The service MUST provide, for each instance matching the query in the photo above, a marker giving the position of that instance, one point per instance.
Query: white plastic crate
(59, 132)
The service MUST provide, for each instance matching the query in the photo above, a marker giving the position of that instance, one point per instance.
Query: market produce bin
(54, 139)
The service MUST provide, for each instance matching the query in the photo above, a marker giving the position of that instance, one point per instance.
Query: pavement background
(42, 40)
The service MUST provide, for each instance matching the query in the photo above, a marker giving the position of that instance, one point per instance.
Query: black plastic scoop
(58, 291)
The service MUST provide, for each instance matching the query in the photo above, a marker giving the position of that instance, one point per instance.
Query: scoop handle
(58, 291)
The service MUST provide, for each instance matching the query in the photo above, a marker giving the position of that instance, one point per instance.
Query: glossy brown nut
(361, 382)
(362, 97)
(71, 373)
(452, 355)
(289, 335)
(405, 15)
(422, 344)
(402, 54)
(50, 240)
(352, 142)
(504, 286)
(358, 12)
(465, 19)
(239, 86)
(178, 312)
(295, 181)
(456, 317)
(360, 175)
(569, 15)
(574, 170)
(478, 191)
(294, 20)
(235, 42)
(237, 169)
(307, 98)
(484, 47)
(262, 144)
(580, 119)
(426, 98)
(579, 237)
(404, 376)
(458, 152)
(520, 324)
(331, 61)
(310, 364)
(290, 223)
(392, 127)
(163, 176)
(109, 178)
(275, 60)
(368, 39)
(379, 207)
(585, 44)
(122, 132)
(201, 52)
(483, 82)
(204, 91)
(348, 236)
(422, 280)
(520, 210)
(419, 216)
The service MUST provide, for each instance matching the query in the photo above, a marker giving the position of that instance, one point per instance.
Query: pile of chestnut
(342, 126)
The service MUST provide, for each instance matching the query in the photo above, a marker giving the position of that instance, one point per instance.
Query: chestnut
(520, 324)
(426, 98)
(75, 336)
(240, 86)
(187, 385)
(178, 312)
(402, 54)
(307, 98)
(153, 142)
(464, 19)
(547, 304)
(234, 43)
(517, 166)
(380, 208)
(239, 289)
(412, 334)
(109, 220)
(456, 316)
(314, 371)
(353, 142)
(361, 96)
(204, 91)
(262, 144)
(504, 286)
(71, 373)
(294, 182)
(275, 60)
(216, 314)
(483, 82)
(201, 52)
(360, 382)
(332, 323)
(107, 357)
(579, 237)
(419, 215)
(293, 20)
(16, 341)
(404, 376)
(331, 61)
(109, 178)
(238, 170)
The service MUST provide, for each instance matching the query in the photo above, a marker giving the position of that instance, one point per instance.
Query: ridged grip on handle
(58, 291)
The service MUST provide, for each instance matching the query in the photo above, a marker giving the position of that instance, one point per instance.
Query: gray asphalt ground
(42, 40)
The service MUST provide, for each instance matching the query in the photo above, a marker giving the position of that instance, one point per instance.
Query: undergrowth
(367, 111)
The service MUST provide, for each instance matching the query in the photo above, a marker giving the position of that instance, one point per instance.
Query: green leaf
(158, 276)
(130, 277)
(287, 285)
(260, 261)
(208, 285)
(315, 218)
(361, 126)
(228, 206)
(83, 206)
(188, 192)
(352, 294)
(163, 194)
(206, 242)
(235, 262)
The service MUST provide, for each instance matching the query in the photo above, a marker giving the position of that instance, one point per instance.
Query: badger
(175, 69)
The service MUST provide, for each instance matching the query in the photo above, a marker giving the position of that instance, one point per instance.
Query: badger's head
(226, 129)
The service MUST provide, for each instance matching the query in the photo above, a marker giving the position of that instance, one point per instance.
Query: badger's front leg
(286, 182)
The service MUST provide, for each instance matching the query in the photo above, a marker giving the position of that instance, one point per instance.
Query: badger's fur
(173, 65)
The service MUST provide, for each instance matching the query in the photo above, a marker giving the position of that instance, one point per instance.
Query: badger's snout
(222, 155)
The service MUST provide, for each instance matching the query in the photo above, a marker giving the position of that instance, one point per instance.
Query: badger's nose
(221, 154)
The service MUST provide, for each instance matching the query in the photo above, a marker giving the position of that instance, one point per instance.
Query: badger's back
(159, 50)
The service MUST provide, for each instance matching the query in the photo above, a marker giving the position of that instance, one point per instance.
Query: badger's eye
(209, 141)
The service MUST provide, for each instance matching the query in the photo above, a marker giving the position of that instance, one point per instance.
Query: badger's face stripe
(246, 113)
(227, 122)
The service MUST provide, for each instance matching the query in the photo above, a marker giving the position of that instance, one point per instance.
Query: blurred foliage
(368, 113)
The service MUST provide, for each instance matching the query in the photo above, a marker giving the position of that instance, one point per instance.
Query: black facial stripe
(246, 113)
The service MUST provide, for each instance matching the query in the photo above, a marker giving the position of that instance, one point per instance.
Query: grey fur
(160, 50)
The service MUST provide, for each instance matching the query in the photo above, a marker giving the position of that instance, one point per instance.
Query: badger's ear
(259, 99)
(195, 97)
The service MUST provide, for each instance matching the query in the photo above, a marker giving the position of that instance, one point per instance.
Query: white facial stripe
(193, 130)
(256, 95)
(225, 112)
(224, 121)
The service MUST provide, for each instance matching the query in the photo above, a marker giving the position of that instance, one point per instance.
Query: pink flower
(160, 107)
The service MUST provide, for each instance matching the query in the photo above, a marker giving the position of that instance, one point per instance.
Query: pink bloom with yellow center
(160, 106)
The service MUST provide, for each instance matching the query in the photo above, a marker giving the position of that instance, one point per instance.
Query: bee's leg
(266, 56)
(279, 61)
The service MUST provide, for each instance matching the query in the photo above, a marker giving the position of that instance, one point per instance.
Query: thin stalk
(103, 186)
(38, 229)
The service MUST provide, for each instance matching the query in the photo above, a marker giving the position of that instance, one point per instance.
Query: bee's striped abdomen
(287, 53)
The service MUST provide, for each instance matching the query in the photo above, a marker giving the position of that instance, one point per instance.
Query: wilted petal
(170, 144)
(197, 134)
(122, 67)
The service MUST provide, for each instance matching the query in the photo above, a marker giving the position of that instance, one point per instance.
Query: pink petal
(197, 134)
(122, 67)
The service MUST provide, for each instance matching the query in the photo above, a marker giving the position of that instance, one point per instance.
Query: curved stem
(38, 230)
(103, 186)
--------
### Task description:
Make an exact copy of every line in the data.

### Task result:
The service MUST provide, for each instance matching the query in the photo above, a marker giving the position of that instance, one point per instance.
Query: white plastic crate
(59, 132)
The service MUST provide, for each instance matching the query in the photo above, a marker giving the position of that instance, one point per instance.
Query: market produce bin
(54, 139)
The service MUST provide, for each instance matching the query in the photo above, a marker giving the position of that instance, one point per instance.
Query: pavement background
(42, 40)
The service MUST provide, for each instance matching the query in the photo above, a marker giving the position of that instance, one point per instance.
Query: black plastic scoop
(58, 291)
The service MUST provide, for each instance matching the query in the photo above, a marker giving the position of that instance, one point per instance.
Query: scoop handle
(58, 291)
The service MUST provide, for each instance matching the query in the photo above, a marker giving the position of that instance, one point per instance.
Query: glossy brown nut
(361, 382)
(362, 97)
(71, 373)
(452, 355)
(289, 335)
(405, 15)
(422, 344)
(402, 54)
(50, 240)
(352, 142)
(504, 286)
(358, 12)
(465, 19)
(239, 86)
(178, 312)
(295, 181)
(456, 317)
(360, 175)
(569, 15)
(574, 170)
(478, 191)
(294, 20)
(235, 42)
(237, 169)
(307, 98)
(484, 47)
(262, 144)
(580, 119)
(426, 98)
(579, 237)
(404, 376)
(458, 152)
(520, 324)
(331, 61)
(310, 364)
(290, 223)
(392, 127)
(163, 176)
(109, 178)
(275, 60)
(368, 39)
(379, 207)
(585, 44)
(122, 132)
(201, 52)
(483, 82)
(204, 91)
(348, 236)
(422, 280)
(520, 210)
(419, 216)
The service MUST provide, for each instance matching the query in the photo above, a marker giving the position of that instance, one point per instance.
Query: pile of chestnut
(342, 126)
The service MUST provide, for each instance matching the query in the photo above, a marker giving the position of that instance, one point per instance.
Query: chestnut
(520, 324)
(426, 98)
(75, 336)
(240, 86)
(187, 385)
(178, 312)
(402, 54)
(307, 98)
(153, 142)
(464, 19)
(547, 304)
(234, 43)
(517, 166)
(380, 208)
(239, 289)
(412, 334)
(109, 220)
(456, 316)
(314, 371)
(353, 142)
(361, 96)
(204, 91)
(262, 144)
(504, 286)
(71, 373)
(294, 182)
(275, 60)
(216, 314)
(483, 82)
(201, 52)
(360, 382)
(332, 323)
(107, 357)
(579, 237)
(419, 215)
(293, 20)
(16, 341)
(404, 376)
(331, 61)
(109, 178)
(238, 170)
The service MUST provide, for each instance matching the query in the photo above, a marker giving the position of that instance, one point per instance.
Query: ridged grip on handle
(58, 291)
The service MUST provide, for each instance matching the query in the photo above, a marker giving the position of that instance, one point per instance.
Query: gray asphalt ground
(42, 40)
The service MUST provide, for each instance matching the query in the photo above, a marker giving the position of that instance, one point per instance.
Query: undergrowth
(367, 111)
The service MUST provide, for each instance matching the query in the photo above, a marker giving the position of that instance, one point per instance.
Query: green leaf
(158, 276)
(130, 277)
(287, 285)
(260, 261)
(208, 285)
(315, 218)
(361, 126)
(228, 206)
(83, 206)
(188, 192)
(352, 294)
(163, 194)
(206, 242)
(235, 262)
The service MUST provide, for each instance matching the query in the photo above, a marker giving the position of that instance, one point per instance.
Query: badger
(175, 69)
The service MUST provide, for each instance matching the query in the photo above, a marker giving the position of that instance, one point per instance.
Query: badger's head
(226, 129)
The service MUST provide, for each instance matching the query in the photo above, a marker giving the position of that instance, one point per instance.
Query: badger's front leg
(286, 182)
The service MUST provide, for each instance matching the query in the photo above, a marker giving the position of that instance, one point per instance.
Query: badger's fur
(173, 65)
The service MUST provide, for each instance matching the query in the photo above, a marker giving the position of that instance, one point per instance.
Query: badger's snout
(222, 155)
The service MUST provide, for each instance matching the query in the photo above, a marker giving the position of that instance, one point per instance.
Query: badger's nose
(221, 154)
The service MUST provide, for each instance matching the query in the photo above, a marker giving the position of that instance, one point per instance.
Query: badger's back
(159, 50)
The service MUST provide, for each instance matching the query in the photo above, a marker giving the position of that instance, one point per instance.
Query: badger's eye
(209, 141)
The service MUST provide, for each instance matching the query in the photo above, a marker giving the position of that instance, one point per instance.
Query: badger's face stripe
(246, 113)
(227, 122)
The service MUST provide, for each instance matching the query in the photo above, a marker giving the position of that instance, one point per instance.
Query: blurred foliage
(368, 113)
The service MUST provide, for each instance matching the query in the photo above, a marker giving the position of that instance, one point per instance.
Query: black facial stripe
(246, 113)
The service MUST provide, for each instance matching the query in the photo above, a marker giving the position of that instance, one point per instance.
Query: grey fur
(160, 50)
The service MUST provide, for each instance matching the query in the photo above, a marker giving the position of that instance, one point per instance.
Query: badger's ear
(259, 99)
(195, 97)
The service MUST provide, for each instance matching the query in the photo above, a marker giving the position of that instance, one point per instance.
Query: white facial stripe
(193, 130)
(256, 95)
(225, 112)
(224, 121)
The service MUST provide, for each instance matching the query in the photo above, a marker giving the position of that instance, one point per instance.
Query: pink flower
(160, 107)
The service MUST provide, for each instance matching the query in the photo above, a marker giving the position of that instance, one point per instance.
Query: pink bloom with yellow center
(160, 106)
The service MUST provide, for each instance matching the query in the photo above, a marker giving the position of that instance, one point per instance.
Query: bee's leg
(266, 56)
(279, 61)
The service MUST provide, for each instance matching the query in the photo above, a marker giving the position of that instance, one point per instance.
Query: thin stalk
(103, 186)
(38, 229)
The service MUST provide, for each instance matching the query in the photo above, a marker giving the position of that instance, one point per instance.
Query: bee's striped abdomen
(287, 53)
The service MUST provide, for each instance matching the query in the photo above, a marker giving the position of that instance, one point per instance.
Query: wilted petal
(170, 144)
(197, 134)
(122, 67)
The service MUST provide, for each instance matching the query in the photo above, a marker giving the position of that instance, one point per instance.
Query: pink petal
(197, 134)
(122, 67)
The service MUST provide, for each instance matching the query in the photo above, a marker giving the position of that instance, one point per instance.
Query: curved stem
(38, 230)
(103, 186)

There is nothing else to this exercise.